ZIEL DER AUFGABE: Kopiere bitte die folgenden Zeilen Wort für Wort, beginnend mit der Zeile, die „Definition for annotators: for every instance of the boat“ enthält, und endend mit der letzten Zeile.

━━━ EINGABEDATEN

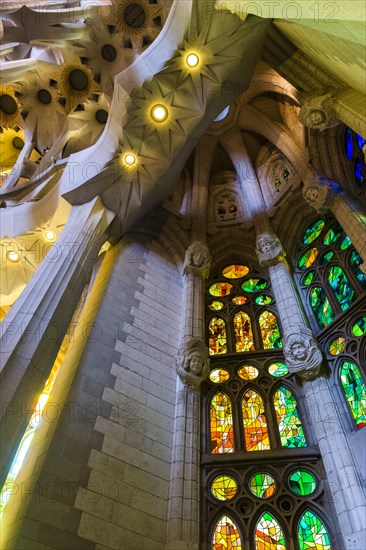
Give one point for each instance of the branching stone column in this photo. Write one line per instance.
(304, 358)
(33, 330)
(322, 193)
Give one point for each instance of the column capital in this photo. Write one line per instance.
(193, 363)
(197, 260)
(269, 249)
(302, 353)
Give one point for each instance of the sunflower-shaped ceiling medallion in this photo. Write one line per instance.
(139, 21)
(10, 108)
(76, 83)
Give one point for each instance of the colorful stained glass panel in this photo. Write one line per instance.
(270, 332)
(313, 231)
(312, 533)
(219, 375)
(355, 391)
(243, 332)
(235, 271)
(321, 306)
(226, 535)
(268, 534)
(217, 336)
(302, 482)
(221, 420)
(262, 485)
(224, 487)
(278, 369)
(255, 423)
(288, 419)
(308, 258)
(341, 287)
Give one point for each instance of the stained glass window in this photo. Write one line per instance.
(217, 336)
(270, 332)
(262, 485)
(219, 375)
(321, 306)
(243, 332)
(359, 327)
(221, 420)
(341, 286)
(302, 482)
(313, 231)
(235, 271)
(355, 391)
(226, 535)
(268, 534)
(224, 487)
(312, 532)
(248, 372)
(288, 419)
(255, 423)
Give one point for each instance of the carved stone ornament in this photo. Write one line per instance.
(317, 112)
(193, 364)
(198, 259)
(303, 356)
(269, 249)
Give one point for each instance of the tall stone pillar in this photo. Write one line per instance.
(33, 330)
(304, 358)
(192, 366)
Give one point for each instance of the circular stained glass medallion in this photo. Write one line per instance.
(337, 345)
(224, 487)
(262, 485)
(219, 375)
(248, 372)
(235, 271)
(220, 289)
(313, 231)
(278, 369)
(302, 482)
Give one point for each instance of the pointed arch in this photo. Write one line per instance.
(354, 389)
(221, 424)
(312, 533)
(243, 332)
(226, 535)
(255, 422)
(288, 419)
(269, 534)
(270, 331)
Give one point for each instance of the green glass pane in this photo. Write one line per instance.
(326, 258)
(333, 234)
(226, 535)
(270, 332)
(288, 420)
(278, 369)
(356, 261)
(268, 534)
(263, 300)
(221, 424)
(345, 243)
(341, 287)
(262, 485)
(313, 231)
(302, 482)
(308, 258)
(309, 278)
(359, 328)
(321, 306)
(355, 391)
(254, 285)
(312, 533)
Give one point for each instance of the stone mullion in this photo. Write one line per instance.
(28, 342)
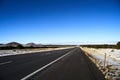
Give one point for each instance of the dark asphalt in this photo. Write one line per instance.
(74, 66)
(18, 66)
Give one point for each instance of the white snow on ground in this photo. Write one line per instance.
(111, 70)
(25, 51)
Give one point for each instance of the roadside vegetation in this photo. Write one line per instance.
(117, 46)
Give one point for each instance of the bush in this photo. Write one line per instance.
(118, 45)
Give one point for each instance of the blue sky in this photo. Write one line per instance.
(60, 21)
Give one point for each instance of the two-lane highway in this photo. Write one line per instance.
(67, 64)
(18, 66)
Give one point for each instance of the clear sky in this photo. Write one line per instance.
(60, 21)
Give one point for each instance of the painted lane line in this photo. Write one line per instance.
(5, 62)
(28, 76)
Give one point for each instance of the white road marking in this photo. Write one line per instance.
(26, 77)
(5, 62)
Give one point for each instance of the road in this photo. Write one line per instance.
(69, 64)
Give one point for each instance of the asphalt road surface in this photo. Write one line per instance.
(69, 64)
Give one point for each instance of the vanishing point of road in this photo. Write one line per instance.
(66, 64)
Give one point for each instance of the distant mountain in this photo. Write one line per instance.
(13, 44)
(33, 45)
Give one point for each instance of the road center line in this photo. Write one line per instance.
(28, 76)
(5, 62)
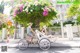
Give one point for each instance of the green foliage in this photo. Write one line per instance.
(74, 10)
(34, 15)
(1, 7)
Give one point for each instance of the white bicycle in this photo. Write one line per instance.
(42, 40)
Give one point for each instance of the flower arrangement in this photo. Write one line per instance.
(35, 13)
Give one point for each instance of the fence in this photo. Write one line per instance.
(54, 31)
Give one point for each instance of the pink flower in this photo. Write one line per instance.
(16, 12)
(21, 7)
(45, 12)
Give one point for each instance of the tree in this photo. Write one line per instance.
(36, 13)
(2, 7)
(74, 10)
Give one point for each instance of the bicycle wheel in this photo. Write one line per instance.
(22, 44)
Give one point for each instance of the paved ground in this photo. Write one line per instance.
(57, 43)
(38, 50)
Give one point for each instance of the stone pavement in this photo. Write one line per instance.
(58, 43)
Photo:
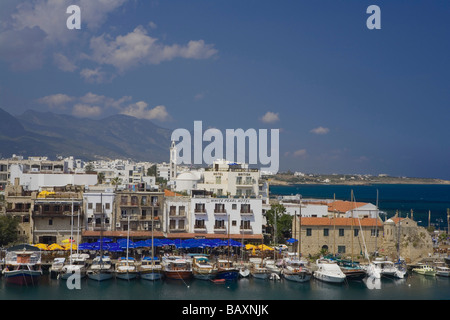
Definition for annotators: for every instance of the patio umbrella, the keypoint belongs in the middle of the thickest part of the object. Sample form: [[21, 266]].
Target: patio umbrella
[[41, 246], [264, 247], [55, 246]]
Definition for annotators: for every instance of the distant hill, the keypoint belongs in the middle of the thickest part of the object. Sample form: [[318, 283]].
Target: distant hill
[[49, 134]]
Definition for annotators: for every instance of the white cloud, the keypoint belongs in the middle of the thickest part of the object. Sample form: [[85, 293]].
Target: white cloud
[[56, 101], [96, 75], [300, 153], [270, 117], [320, 130], [140, 110], [63, 63], [138, 48], [85, 110]]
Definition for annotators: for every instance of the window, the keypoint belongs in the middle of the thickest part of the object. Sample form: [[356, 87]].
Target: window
[[219, 224]]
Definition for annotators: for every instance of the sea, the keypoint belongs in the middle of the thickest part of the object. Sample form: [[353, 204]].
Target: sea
[[275, 298]]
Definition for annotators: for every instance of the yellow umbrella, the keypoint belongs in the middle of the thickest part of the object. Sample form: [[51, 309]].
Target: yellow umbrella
[[55, 246], [41, 246], [264, 247], [67, 247]]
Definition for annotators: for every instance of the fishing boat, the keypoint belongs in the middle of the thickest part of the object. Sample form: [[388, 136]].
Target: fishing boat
[[101, 269], [329, 271], [22, 265], [203, 269], [258, 270], [78, 265], [226, 270], [296, 270], [56, 267], [352, 270], [176, 267], [425, 270], [150, 269], [244, 270], [443, 271], [273, 266], [126, 268], [388, 269]]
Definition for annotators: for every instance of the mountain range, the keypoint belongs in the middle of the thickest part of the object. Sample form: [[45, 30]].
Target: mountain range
[[118, 136]]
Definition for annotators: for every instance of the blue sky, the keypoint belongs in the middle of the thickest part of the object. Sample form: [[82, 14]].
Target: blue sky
[[345, 98]]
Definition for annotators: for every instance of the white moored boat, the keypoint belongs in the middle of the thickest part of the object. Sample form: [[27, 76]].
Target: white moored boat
[[101, 269], [329, 271], [297, 270]]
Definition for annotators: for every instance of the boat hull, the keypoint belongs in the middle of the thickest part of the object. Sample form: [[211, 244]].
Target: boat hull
[[328, 278], [126, 275], [100, 276], [297, 276], [151, 276], [204, 275], [22, 277], [229, 275], [178, 275]]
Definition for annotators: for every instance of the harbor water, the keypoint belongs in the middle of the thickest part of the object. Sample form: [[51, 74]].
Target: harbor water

━━━━━━

ANTWORT ZUR AUFGABE:
Definition for annotators: for every instance of the boat hull, the keypoint belongs in the middle of the thickest part of the object. Sample form: [[211, 244]].
Target: boat hull
[[328, 278], [126, 275], [100, 276], [297, 276], [151, 276], [204, 275], [22, 277], [229, 275], [178, 275]]
Definition for annotators: for every instance of the harbor water, the keypoint belongs in the middle of the thickest part of the object. Sample form: [[51, 74]].
Target: harbor water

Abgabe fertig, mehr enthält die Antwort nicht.